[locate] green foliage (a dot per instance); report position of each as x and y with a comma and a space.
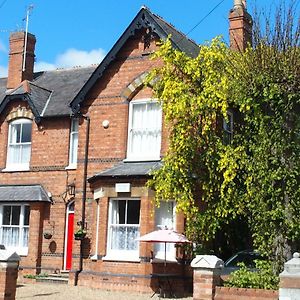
255, 177
262, 278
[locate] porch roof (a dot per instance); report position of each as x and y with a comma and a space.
127, 169
23, 193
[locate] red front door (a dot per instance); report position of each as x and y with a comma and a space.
70, 235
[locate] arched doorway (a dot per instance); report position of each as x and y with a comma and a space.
69, 236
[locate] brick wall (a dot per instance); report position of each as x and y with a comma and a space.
49, 157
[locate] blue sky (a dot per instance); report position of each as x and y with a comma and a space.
71, 33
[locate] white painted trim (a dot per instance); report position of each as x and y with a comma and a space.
66, 232
95, 256
129, 155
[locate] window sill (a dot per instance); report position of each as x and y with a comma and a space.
160, 260
16, 169
121, 257
71, 167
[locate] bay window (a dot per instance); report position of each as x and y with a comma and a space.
19, 144
123, 229
14, 227
144, 130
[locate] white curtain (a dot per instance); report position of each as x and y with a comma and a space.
146, 129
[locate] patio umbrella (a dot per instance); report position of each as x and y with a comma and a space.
164, 236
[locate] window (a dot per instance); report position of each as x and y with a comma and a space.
123, 229
19, 144
228, 128
14, 227
73, 143
165, 219
144, 136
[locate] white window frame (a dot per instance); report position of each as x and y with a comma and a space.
121, 255
73, 144
17, 166
159, 248
146, 156
20, 249
228, 127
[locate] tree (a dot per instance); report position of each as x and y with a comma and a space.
256, 176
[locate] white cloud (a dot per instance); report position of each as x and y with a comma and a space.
72, 57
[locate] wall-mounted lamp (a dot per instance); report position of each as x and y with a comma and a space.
71, 189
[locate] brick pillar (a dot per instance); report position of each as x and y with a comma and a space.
9, 265
289, 287
207, 270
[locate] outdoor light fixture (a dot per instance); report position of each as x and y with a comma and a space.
71, 189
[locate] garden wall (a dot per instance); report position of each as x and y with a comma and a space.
231, 293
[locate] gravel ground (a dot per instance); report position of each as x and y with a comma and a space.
67, 292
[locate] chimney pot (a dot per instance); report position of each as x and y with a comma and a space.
240, 30
16, 72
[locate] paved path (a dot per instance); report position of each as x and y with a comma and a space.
67, 292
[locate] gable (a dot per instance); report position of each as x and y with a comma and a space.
155, 26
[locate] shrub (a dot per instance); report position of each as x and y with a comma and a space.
262, 278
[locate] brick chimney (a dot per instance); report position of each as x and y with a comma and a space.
17, 72
240, 29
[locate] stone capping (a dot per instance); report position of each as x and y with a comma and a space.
292, 267
225, 293
207, 262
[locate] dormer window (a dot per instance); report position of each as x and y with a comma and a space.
19, 145
144, 130
73, 149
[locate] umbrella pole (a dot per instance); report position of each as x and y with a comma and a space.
165, 256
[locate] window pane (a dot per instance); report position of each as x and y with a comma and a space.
15, 220
6, 215
26, 215
26, 133
124, 237
10, 236
145, 131
133, 212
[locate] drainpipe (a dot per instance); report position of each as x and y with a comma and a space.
86, 151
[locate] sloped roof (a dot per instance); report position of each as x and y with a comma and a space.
127, 169
50, 93
60, 92
144, 19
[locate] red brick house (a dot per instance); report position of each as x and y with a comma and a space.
77, 147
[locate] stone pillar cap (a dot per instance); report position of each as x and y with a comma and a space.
292, 266
8, 255
207, 262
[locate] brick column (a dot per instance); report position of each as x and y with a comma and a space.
289, 288
207, 270
9, 263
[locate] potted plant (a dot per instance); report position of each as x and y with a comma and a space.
80, 234
47, 235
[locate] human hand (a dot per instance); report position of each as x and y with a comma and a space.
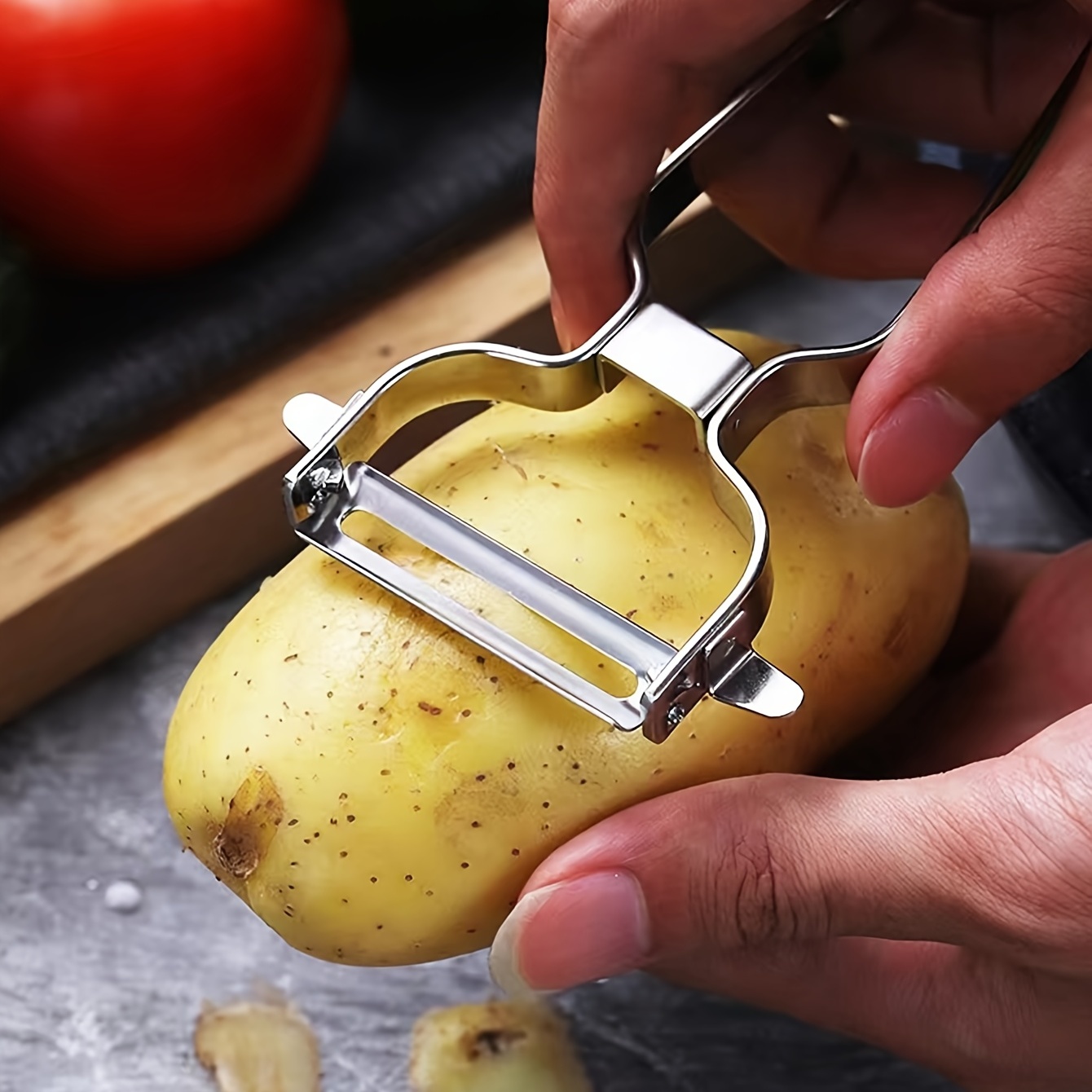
947, 918
997, 317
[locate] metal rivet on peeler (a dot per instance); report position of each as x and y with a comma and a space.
320, 482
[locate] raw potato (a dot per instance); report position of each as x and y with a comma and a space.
379, 790
258, 1046
503, 1046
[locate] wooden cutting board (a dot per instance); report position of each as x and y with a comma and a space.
193, 511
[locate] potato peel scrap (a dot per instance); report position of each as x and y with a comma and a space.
501, 1046
258, 1046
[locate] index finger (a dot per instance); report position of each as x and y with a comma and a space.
619, 76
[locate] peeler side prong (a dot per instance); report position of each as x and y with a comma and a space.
729, 400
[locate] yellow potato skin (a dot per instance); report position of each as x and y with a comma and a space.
394, 787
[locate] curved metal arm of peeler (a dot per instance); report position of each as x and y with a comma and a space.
837, 188
941, 915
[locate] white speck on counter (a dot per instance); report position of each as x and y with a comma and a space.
124, 896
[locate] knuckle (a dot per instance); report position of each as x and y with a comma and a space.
1050, 284
1031, 865
749, 896
578, 24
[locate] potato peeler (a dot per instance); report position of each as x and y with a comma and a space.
729, 400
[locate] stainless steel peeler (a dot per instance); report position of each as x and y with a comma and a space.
729, 400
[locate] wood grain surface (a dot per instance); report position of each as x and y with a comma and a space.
190, 513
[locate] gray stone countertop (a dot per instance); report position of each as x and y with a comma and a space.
96, 1001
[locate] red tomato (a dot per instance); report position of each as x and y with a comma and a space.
143, 135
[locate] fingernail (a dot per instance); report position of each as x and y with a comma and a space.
561, 325
570, 933
911, 450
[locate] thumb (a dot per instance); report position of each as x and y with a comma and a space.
998, 317
741, 866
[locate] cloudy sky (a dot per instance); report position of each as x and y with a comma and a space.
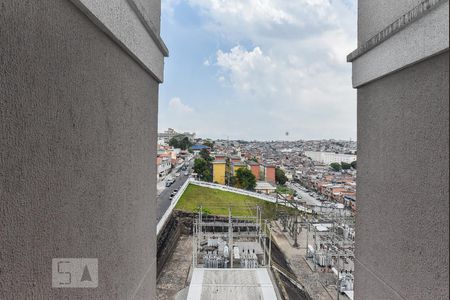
256, 69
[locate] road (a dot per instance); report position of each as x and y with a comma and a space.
304, 196
163, 201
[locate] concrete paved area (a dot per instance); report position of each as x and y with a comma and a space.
163, 200
236, 284
319, 285
175, 274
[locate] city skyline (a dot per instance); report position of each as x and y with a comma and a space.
262, 68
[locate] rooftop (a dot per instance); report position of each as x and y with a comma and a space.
231, 284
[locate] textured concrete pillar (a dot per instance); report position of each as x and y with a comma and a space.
78, 117
401, 72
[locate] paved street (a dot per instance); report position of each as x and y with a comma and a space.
304, 196
164, 192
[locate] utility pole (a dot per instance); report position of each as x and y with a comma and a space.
295, 231
230, 236
270, 244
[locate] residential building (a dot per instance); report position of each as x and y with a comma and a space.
170, 133
264, 187
330, 157
255, 168
197, 148
78, 104
401, 72
219, 168
269, 173
236, 166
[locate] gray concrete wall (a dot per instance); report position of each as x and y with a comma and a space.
403, 174
78, 118
374, 15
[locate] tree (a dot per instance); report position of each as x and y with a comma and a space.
203, 169
204, 153
336, 166
280, 176
345, 166
174, 142
180, 141
208, 143
245, 179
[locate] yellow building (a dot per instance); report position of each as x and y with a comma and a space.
237, 166
219, 171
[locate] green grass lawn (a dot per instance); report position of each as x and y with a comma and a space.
216, 202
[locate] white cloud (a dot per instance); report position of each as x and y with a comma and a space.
285, 61
296, 65
176, 105
250, 11
168, 7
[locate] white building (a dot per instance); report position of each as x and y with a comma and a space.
330, 157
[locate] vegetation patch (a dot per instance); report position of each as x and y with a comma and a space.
217, 202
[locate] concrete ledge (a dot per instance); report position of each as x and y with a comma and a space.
123, 22
421, 33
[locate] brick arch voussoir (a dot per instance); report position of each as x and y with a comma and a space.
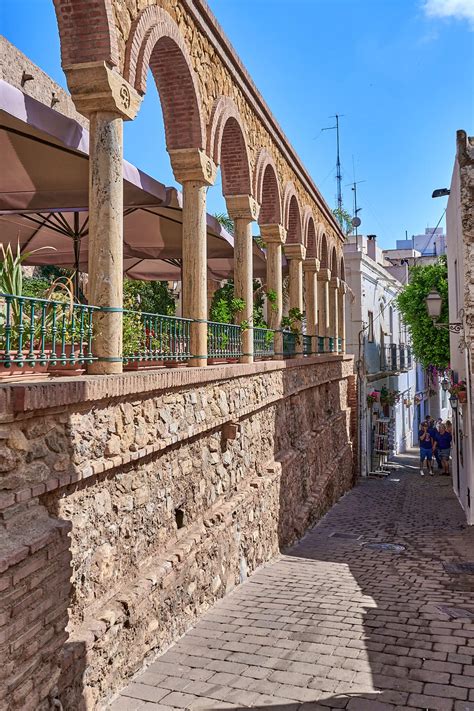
267, 190
292, 216
87, 31
173, 72
310, 234
227, 145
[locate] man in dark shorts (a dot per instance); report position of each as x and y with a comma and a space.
426, 448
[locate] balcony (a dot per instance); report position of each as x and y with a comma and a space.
396, 358
51, 337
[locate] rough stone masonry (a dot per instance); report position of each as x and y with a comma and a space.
129, 504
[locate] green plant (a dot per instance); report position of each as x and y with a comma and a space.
344, 218
226, 221
430, 344
272, 298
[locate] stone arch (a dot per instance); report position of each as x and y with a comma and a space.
292, 215
334, 266
342, 270
323, 252
87, 31
227, 146
267, 190
156, 42
311, 241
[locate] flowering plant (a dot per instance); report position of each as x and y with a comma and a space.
459, 387
372, 398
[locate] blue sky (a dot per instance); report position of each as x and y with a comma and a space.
401, 72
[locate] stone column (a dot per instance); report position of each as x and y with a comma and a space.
310, 270
295, 254
105, 286
106, 99
324, 277
244, 210
195, 171
274, 237
334, 311
342, 314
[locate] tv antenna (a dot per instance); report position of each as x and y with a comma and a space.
356, 221
338, 163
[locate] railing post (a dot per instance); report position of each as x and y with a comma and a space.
310, 270
274, 237
324, 277
342, 314
295, 254
195, 171
333, 310
244, 210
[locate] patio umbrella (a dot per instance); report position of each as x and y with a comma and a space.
44, 198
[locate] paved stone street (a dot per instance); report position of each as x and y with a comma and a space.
335, 623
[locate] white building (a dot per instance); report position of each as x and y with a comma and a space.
379, 341
460, 238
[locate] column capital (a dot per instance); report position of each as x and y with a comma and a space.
311, 264
95, 87
193, 165
295, 251
273, 234
242, 207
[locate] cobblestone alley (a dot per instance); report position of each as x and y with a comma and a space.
336, 623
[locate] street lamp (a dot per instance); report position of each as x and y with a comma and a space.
440, 192
434, 303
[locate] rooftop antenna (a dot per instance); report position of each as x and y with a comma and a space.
338, 164
356, 221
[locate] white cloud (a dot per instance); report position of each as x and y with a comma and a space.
458, 9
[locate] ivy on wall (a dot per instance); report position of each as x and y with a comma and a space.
430, 344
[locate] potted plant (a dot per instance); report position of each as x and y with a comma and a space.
459, 390
23, 350
372, 398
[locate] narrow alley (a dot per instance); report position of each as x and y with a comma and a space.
339, 621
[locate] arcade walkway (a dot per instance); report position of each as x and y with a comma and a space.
335, 623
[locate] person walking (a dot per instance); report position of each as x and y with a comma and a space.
443, 447
433, 432
426, 449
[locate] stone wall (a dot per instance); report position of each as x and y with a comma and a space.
174, 486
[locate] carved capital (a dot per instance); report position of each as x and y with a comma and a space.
295, 251
192, 164
324, 275
95, 87
273, 234
242, 207
311, 265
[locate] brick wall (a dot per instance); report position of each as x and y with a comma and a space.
174, 486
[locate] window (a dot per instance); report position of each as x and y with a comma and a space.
370, 333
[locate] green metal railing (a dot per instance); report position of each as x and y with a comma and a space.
307, 344
289, 343
263, 342
154, 337
223, 340
44, 332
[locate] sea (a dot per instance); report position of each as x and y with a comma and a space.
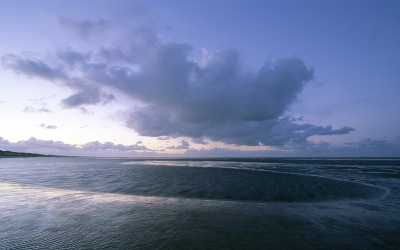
199, 203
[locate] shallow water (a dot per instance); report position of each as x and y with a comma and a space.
256, 203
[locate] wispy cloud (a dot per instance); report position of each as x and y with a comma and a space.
36, 110
48, 126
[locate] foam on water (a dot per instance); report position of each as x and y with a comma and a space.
82, 203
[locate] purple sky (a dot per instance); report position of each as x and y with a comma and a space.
200, 78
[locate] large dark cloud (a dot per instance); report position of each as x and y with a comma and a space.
215, 98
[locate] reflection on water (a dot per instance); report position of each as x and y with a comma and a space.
78, 203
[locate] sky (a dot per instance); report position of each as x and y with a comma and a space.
200, 78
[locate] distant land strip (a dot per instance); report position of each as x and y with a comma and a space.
17, 154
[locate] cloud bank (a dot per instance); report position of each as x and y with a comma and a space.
214, 98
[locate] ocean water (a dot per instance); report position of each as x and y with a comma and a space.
205, 203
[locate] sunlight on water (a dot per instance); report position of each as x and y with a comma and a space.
83, 203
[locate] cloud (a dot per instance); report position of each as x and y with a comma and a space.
36, 110
48, 126
86, 93
58, 147
216, 98
199, 141
3, 141
83, 28
163, 138
111, 146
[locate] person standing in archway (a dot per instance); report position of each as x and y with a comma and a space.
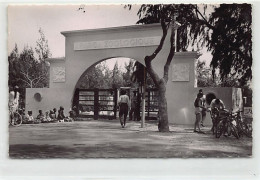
123, 107
14, 99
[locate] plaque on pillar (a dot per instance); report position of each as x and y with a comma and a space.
181, 72
58, 74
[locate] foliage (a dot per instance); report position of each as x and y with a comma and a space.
205, 78
25, 70
42, 48
231, 42
224, 29
100, 76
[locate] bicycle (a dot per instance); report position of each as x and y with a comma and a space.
227, 124
15, 118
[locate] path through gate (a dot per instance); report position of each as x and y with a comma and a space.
97, 103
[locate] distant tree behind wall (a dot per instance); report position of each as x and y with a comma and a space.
28, 71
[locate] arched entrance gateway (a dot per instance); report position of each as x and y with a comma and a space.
84, 48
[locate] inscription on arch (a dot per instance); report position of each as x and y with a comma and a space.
117, 43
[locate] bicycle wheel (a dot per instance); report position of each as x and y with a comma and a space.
234, 130
17, 119
219, 129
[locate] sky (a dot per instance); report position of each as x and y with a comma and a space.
25, 21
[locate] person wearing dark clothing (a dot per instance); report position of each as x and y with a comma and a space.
133, 108
123, 107
198, 110
54, 113
61, 115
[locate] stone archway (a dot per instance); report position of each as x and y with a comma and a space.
87, 47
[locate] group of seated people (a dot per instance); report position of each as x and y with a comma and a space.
49, 116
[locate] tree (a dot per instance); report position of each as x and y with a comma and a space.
25, 70
231, 42
202, 30
43, 51
30, 70
42, 48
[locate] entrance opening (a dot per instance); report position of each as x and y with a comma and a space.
98, 89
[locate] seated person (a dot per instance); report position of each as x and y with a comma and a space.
40, 117
47, 116
54, 113
217, 103
217, 111
29, 118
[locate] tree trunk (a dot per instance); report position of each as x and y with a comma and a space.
163, 125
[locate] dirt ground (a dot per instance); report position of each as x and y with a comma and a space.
106, 139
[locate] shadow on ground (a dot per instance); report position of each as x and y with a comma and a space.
106, 139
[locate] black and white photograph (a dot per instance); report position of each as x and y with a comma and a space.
130, 81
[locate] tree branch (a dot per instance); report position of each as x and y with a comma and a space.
219, 31
159, 48
170, 56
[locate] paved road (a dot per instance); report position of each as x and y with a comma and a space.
106, 139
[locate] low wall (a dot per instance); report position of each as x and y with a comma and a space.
180, 105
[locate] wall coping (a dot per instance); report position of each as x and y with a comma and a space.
192, 54
111, 29
51, 60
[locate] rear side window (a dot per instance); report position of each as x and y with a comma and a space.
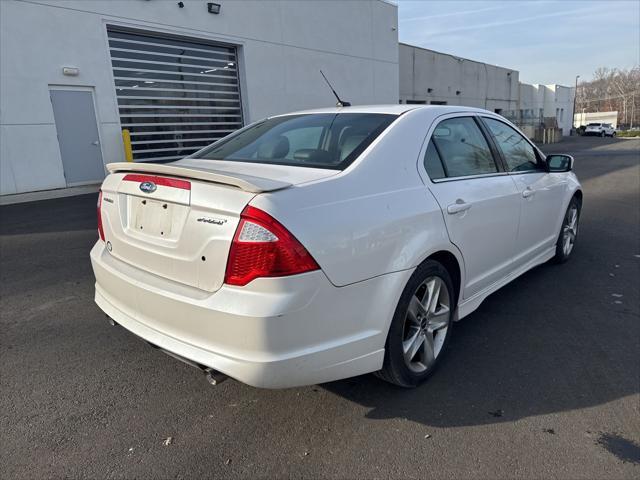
433, 163
462, 148
323, 140
518, 153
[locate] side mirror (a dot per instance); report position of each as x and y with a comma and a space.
559, 163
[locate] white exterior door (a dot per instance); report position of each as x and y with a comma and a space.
480, 203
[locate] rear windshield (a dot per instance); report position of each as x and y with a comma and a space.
320, 140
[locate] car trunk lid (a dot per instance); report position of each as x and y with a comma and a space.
177, 221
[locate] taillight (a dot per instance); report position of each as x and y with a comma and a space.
100, 229
263, 247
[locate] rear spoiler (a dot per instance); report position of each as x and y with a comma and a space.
247, 183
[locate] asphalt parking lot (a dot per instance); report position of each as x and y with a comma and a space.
541, 382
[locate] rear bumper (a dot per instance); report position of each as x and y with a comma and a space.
272, 333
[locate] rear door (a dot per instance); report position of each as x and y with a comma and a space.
541, 193
479, 201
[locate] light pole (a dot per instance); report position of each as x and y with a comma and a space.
575, 94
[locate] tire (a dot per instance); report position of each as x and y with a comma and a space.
433, 323
568, 232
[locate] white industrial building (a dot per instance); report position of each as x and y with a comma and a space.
177, 75
581, 119
434, 78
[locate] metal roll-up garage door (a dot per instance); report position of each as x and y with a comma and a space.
175, 95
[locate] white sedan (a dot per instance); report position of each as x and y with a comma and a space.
325, 244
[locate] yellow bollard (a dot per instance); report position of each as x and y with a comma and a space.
126, 140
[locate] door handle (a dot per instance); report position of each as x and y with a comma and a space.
459, 206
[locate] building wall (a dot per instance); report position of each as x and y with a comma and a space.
558, 102
429, 76
281, 45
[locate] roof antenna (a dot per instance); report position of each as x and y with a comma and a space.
340, 102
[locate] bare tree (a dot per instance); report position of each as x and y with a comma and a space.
612, 90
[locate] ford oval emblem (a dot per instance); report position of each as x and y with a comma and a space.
148, 187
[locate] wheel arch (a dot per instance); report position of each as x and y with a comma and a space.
450, 262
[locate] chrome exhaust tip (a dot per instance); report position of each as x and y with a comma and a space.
214, 377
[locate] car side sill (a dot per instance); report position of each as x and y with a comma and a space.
472, 303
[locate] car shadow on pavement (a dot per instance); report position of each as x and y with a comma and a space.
522, 353
62, 215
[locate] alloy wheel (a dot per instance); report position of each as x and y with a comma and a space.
426, 324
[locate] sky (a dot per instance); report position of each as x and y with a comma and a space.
546, 41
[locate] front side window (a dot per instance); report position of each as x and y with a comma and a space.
322, 140
518, 153
462, 148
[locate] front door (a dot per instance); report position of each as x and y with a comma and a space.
480, 203
78, 138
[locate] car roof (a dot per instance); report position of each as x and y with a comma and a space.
393, 109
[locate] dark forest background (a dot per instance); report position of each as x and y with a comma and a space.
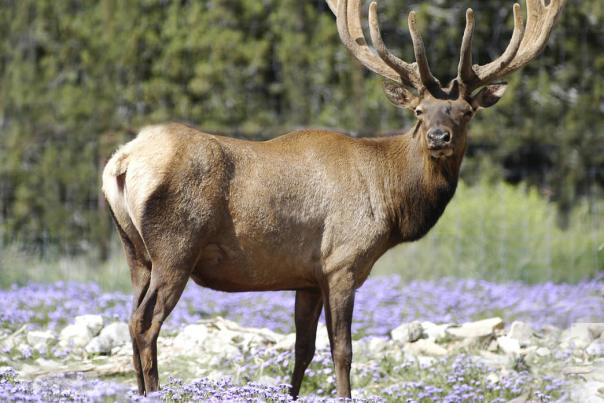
78, 78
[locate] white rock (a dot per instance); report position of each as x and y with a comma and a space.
522, 332
192, 337
75, 336
41, 339
288, 342
508, 345
117, 332
376, 345
94, 323
435, 332
543, 352
596, 348
113, 335
580, 335
424, 347
481, 328
407, 332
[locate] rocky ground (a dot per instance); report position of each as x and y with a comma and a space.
216, 358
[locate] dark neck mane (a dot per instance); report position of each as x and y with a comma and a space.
418, 186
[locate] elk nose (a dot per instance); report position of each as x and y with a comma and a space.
439, 135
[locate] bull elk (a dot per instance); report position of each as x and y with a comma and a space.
309, 211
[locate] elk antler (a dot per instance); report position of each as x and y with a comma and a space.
384, 63
526, 43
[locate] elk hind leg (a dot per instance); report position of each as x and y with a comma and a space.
140, 275
338, 296
307, 312
165, 288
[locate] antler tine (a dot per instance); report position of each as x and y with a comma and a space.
539, 25
465, 72
425, 74
494, 70
526, 43
348, 20
407, 71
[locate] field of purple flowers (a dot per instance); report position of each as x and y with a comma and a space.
382, 304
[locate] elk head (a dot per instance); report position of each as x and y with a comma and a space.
443, 112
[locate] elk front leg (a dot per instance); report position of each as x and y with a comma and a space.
339, 303
308, 310
166, 285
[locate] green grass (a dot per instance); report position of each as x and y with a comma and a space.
17, 267
504, 232
495, 232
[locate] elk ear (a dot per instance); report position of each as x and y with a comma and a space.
400, 96
488, 96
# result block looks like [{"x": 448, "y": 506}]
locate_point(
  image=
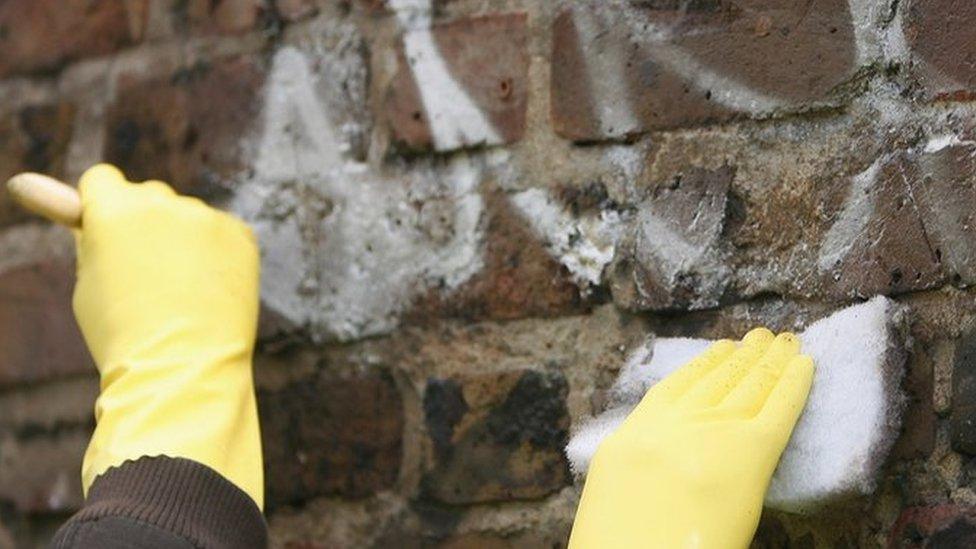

Your objective:
Leaving out every picture, transcribe exactly the lines from the line that contains "[locate] elk front" through the final line of the entries above.

Exercise answer:
[locate] elk front leg (a dot per instance); report position of each as x and y with a comma and a space.
339, 303
308, 310
166, 285
[locate] green grass (a dot per instance); report position of each as x and y with a comma and a space.
17, 267
504, 232
495, 232
[locate] elk ear (a dot per instance); report position of each as x and y with a comma and a space.
400, 96
488, 96
# result block looks like [{"x": 448, "y": 506}]
locate_point(
  image=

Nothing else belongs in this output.